**Problem to solve**: Recast the data between the lines holding "In the picture shown below, does any golden" and "[0,24,1061,467]", inclusive, as a Markdown table with the columns Row and Line. Skip blank lines and leave the pictures out.

**The input**:

········

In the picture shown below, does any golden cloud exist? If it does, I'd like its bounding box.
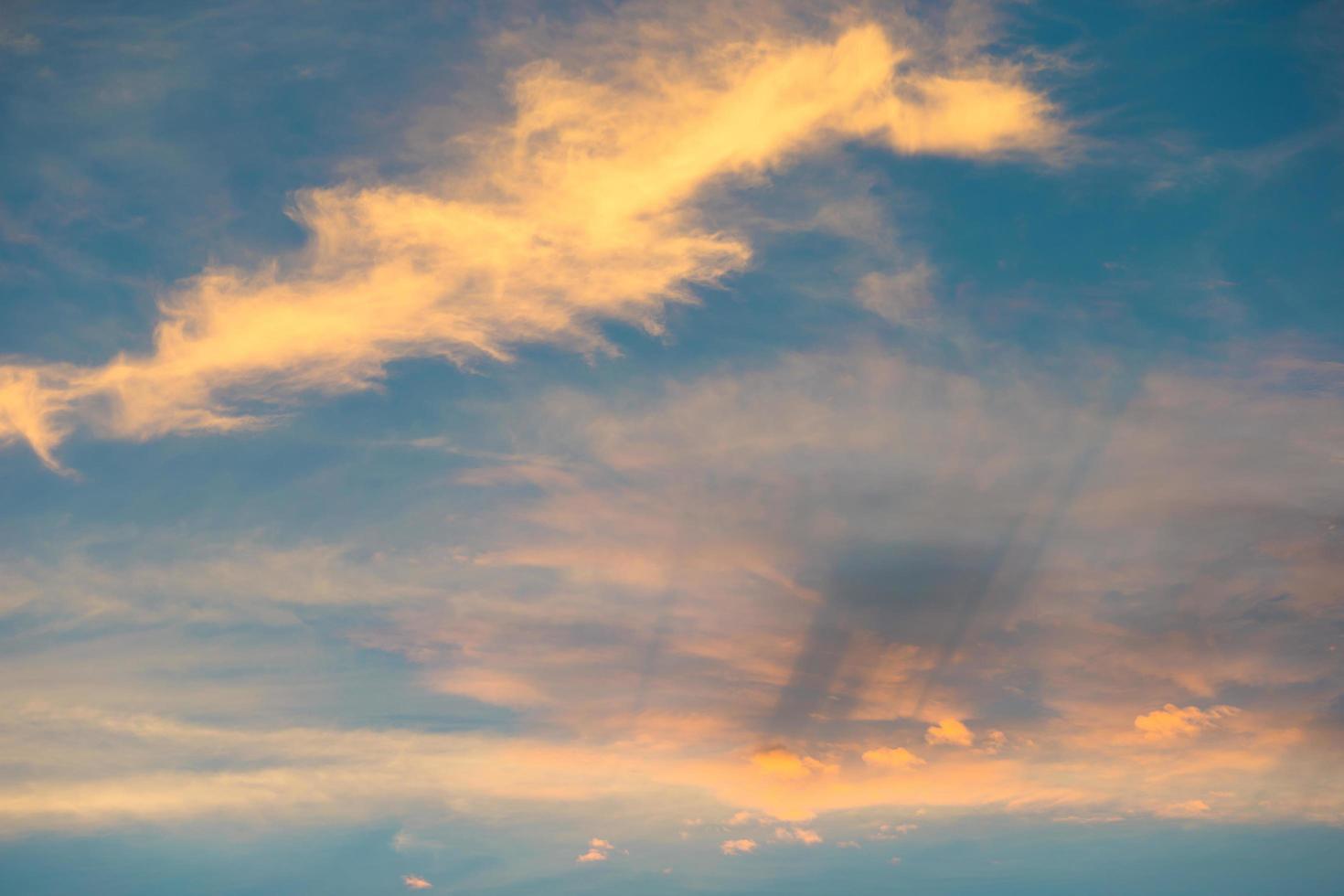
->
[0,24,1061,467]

········

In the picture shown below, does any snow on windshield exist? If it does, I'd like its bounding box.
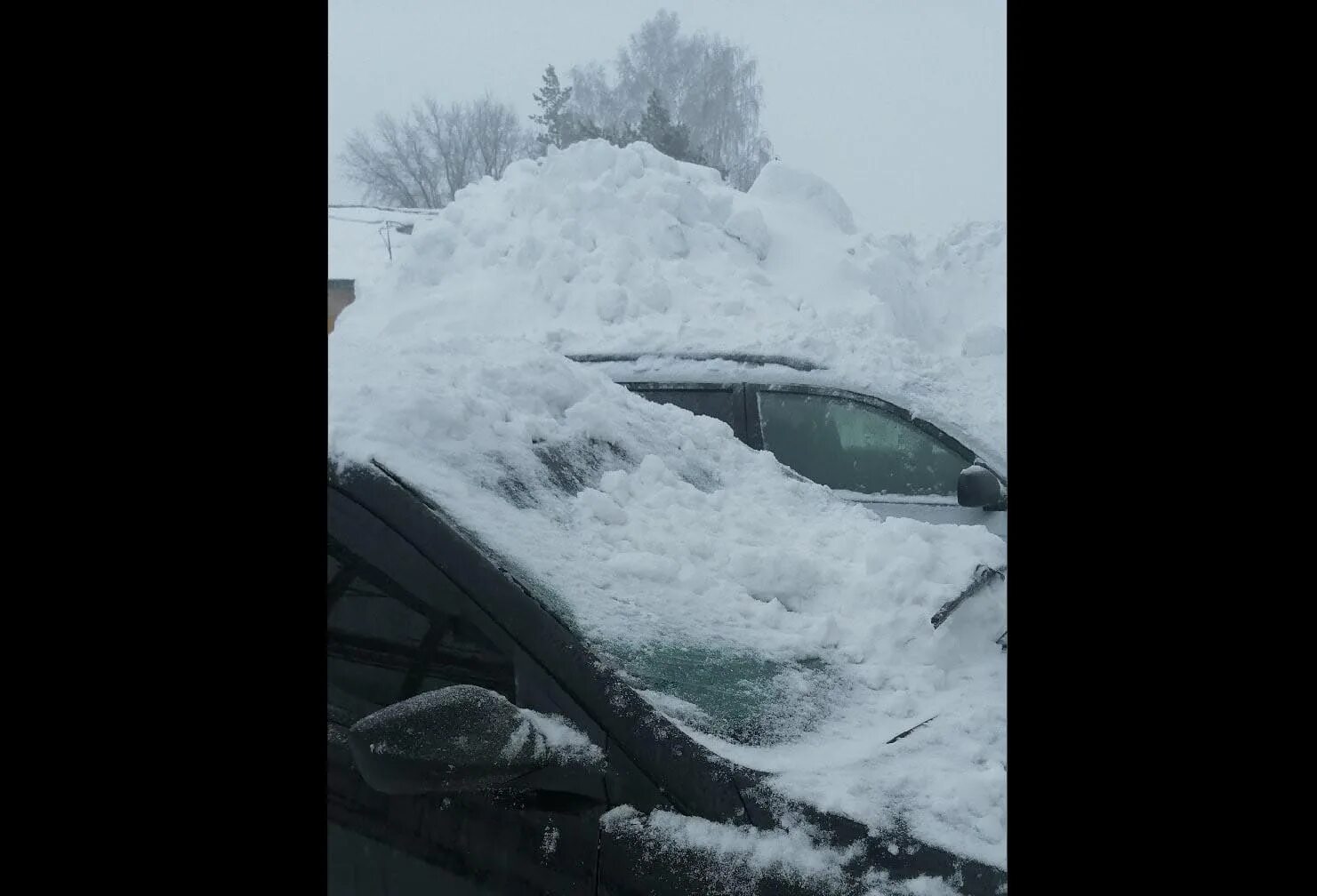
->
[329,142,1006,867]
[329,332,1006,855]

········

**Written answer**:
| Row | Line |
|---|---|
| 1 | In the picture shown below, does any golden cloud exist? If it does, I'd like its bounding box. |
| 2 | -> |
| 3 | [0,24,1061,467] |